• **TASK DESCRIPTION**
Starting at the line that contains "glossy wooden sill edge | locate" and ending at the last line of the records, convert those lines into a JSON list of strings with one string per line, leaving out blank lines.

• **DATASET EXCERPTS**
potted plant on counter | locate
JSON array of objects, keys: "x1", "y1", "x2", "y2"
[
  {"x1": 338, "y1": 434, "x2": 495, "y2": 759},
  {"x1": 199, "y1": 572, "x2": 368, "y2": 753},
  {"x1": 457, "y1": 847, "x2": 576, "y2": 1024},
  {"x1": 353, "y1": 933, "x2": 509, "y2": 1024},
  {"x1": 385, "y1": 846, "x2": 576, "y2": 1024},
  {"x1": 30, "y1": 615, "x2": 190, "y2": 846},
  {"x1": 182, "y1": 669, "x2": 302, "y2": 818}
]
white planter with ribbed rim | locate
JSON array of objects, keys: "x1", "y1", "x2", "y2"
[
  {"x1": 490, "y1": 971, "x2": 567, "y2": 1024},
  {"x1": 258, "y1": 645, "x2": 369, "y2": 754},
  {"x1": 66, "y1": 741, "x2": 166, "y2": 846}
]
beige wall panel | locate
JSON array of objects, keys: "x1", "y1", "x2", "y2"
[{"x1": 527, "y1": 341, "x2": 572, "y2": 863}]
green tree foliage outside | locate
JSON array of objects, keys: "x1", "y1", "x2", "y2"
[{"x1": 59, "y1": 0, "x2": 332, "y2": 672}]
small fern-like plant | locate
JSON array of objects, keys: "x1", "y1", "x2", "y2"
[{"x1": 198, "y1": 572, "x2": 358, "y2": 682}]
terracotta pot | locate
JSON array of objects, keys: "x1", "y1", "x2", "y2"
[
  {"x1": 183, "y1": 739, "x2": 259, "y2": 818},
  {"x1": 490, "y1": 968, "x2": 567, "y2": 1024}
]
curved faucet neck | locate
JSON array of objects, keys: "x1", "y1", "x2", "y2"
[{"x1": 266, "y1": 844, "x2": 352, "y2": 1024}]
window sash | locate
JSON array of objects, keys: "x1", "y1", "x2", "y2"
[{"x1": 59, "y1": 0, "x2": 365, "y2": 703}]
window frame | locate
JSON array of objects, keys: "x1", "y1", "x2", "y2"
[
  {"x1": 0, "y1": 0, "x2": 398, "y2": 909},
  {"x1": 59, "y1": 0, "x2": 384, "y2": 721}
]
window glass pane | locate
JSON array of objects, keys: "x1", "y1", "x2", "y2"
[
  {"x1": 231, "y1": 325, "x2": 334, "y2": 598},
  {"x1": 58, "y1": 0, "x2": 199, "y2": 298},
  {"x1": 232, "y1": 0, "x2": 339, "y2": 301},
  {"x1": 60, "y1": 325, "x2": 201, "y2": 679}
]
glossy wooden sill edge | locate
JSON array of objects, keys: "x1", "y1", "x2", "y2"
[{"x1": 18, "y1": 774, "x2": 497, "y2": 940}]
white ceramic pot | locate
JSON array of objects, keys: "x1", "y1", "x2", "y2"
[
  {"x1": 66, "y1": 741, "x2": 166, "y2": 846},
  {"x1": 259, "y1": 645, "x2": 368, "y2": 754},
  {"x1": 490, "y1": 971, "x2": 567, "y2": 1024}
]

• **FINISHED EXERCISE**
[
  "glossy wooden sill edge | locate",
  "JSON array of objects, keys: \"x1\", \"y1\", \"x2\", \"y2\"",
  "[{\"x1\": 18, \"y1\": 774, \"x2\": 497, \"y2\": 940}]",
  "white ceramic pot | locate",
  "JSON array of objects, keys: \"x1\", \"y1\", \"x2\", \"y2\"",
  "[",
  "  {\"x1\": 66, \"y1\": 741, \"x2\": 166, \"y2\": 846},",
  "  {\"x1\": 259, \"y1\": 645, \"x2\": 368, \"y2\": 754},",
  "  {\"x1\": 490, \"y1\": 971, \"x2\": 567, \"y2\": 1024}",
  "]"
]